[Start GIVEN TEXT]
The Public Gambling Act of 1867 has been adopted by some states of India which prohibits establishing and operating a public gambling house. Goa, Daman and Sikkim are the only three Indian states to allow casinos. In Goa and Daman, the Goa, Daman and Diu Public Gambling Act, 1976 allows for establishment of casinos in only 5-star hotels and offshore vessels. That, too, is subject to obtaining prior permission of the state government.

State lottery

In a lottery, parties have equal opportunity to win or lose based on the occurrence of an uncertain event, but neither party has control over the happening of the event. Moreover, the parties have no other interest except the sum or price money involved. Thus, the lottery falls under the category of wager and is void. People cannot get redressal in the courts of law, so even if they are deceived by a lottery ticket seller, there is no legal recourse to claim prize money. In  Jyothish Chandran vs Zee Tele Films Pvt. Ltd., where a consumer complaint was filed against the nine opposite parties complaining of deficiency in service and unfair trade practice on the part of the opposite parties on the premise that opposite parties did not pay the lottery prize money of Rs. 1 crore won by the complainant. The Court opined that a lottery transaction is void and unenforceable in a civil court, the question arises whether the position would be in any way different in the consumer law. The basic consumer right flow from the contracts of sale and purchase of goods or hiring or availing of services for consideration. If the contract itself is void in view of Section 30 of the Indian Contract Act the party to the wagering contract agreement inevitably would have no right flowing from the void contract even in consumer law jurisdiction.
[End GIVEN TEXT]
[Start INFORMATION PROVIDED]
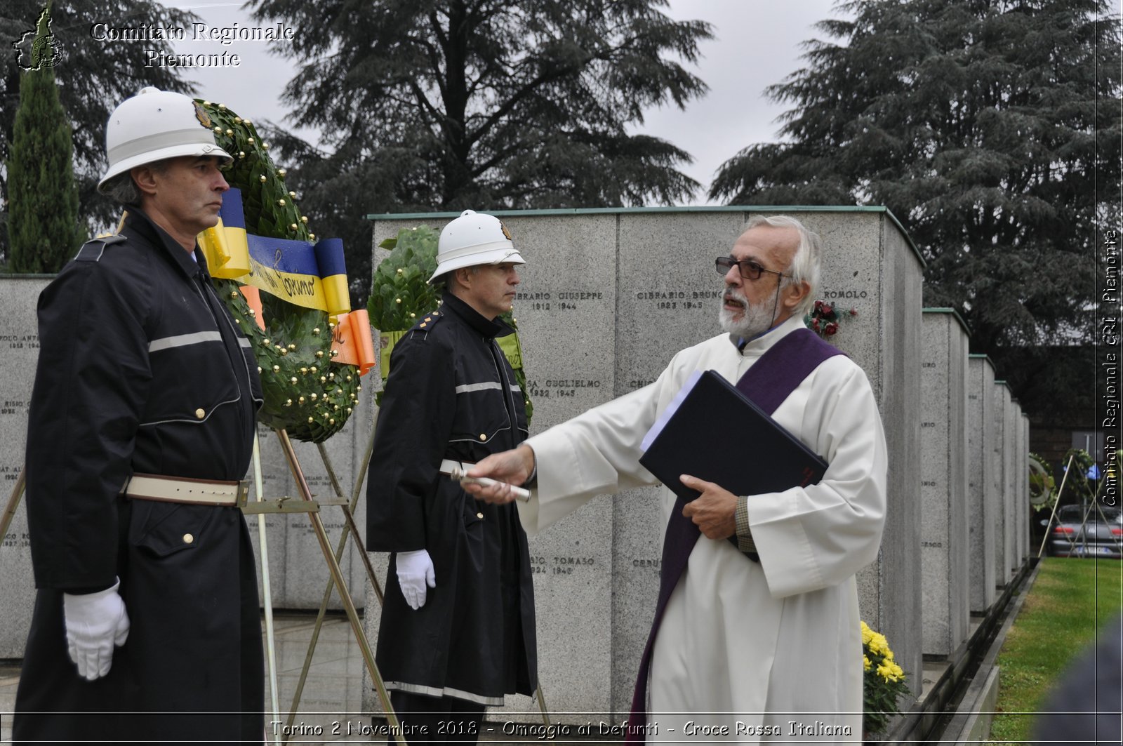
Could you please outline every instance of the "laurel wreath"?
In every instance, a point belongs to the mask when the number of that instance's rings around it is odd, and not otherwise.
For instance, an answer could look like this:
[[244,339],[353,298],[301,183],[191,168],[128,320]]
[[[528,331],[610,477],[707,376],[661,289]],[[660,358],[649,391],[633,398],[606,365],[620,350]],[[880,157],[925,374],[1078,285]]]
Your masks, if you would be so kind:
[[[249,119],[221,103],[197,100],[210,119],[214,140],[234,156],[223,172],[241,190],[246,231],[268,238],[314,242],[308,218],[296,209],[296,193],[285,183]],[[202,119],[201,119],[202,121]],[[289,437],[322,443],[347,424],[358,400],[358,369],[332,361],[335,324],[325,311],[294,306],[262,291],[265,329],[234,280],[214,280],[219,297],[257,357],[265,403],[258,421]]]

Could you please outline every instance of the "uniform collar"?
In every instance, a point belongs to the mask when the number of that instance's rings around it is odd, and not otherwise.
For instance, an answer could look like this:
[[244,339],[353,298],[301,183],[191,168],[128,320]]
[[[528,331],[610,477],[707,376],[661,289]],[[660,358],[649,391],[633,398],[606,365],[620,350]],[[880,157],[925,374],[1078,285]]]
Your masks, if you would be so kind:
[[138,235],[147,238],[149,243],[154,246],[162,246],[168,256],[172,258],[172,263],[180,269],[180,271],[188,278],[194,278],[202,270],[203,274],[207,273],[207,260],[203,258],[203,253],[199,251],[199,245],[195,244],[195,258],[191,258],[191,254],[183,249],[180,242],[172,238],[171,234],[153,222],[152,218],[145,215],[137,207],[128,208],[128,216],[125,218],[125,227],[131,228]]
[[441,310],[446,312],[453,311],[456,316],[460,317],[465,324],[482,334],[484,337],[505,337],[514,331],[514,329],[504,324],[499,317],[495,317],[494,319],[484,318],[480,311],[472,308],[447,290],[445,291],[445,294],[441,295],[440,301]]

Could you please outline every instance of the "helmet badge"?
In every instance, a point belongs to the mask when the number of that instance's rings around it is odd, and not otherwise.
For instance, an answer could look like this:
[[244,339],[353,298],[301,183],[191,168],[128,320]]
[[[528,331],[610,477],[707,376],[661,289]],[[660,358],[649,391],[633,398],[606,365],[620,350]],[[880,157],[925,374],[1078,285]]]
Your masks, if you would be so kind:
[[203,109],[198,102],[195,102],[195,119],[198,119],[199,124],[207,129],[210,129],[213,126],[210,115],[207,113],[207,109]]

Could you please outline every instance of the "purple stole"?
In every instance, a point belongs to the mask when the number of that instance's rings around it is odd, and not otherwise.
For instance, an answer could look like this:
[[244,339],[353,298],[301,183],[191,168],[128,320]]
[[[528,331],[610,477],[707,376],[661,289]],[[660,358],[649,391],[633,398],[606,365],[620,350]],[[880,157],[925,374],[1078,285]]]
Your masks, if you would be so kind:
[[[842,352],[827,344],[811,329],[796,329],[773,345],[737,382],[737,390],[752,403],[772,415],[813,370],[829,357]],[[686,570],[694,544],[702,533],[690,518],[683,516],[686,500],[678,498],[667,521],[663,538],[663,562],[659,571],[659,599],[655,604],[655,620],[647,637],[643,657],[639,663],[639,677],[632,694],[631,715],[624,743],[642,743],[642,726],[647,724],[647,679],[651,668],[651,652],[659,631],[663,612],[670,592]]]

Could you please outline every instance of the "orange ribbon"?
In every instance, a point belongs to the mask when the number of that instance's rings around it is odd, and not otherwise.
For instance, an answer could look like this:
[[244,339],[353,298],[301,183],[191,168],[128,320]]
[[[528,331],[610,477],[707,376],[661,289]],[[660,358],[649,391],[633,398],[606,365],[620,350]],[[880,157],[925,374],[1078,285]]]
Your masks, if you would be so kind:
[End INFORMATION PROVIDED]
◆ WRITTEN TASK 1:
Print everything in the passage on gambling law in India from "The Public Gambling" down to "the state government.".
◆ WRITTEN TASK 2:
In the passage on gambling law in India, where does the Goa, Daman and Diu Public Gambling Act, 1976 allow casinos to be established?

◆ CORRECT ANSWER 1:
The Public Gambling Act of 1867 has been adopted by some states of India which prohibits establishing and operating a public gambling house. Goa, Daman and Sikkim are the only three Indian states to allow casinos. In Goa and Daman, the Goa, Daman and Diu Public Gambling Act, 1976 allows for establishment of casinos in only 5-star hotels and offshore vessels. That, too, is subject to obtaining prior permission of the state government.

◆ CORRECT ANSWER 2:
Only in 5-star hotels and offshore vessels, subject to prior permission of the state government.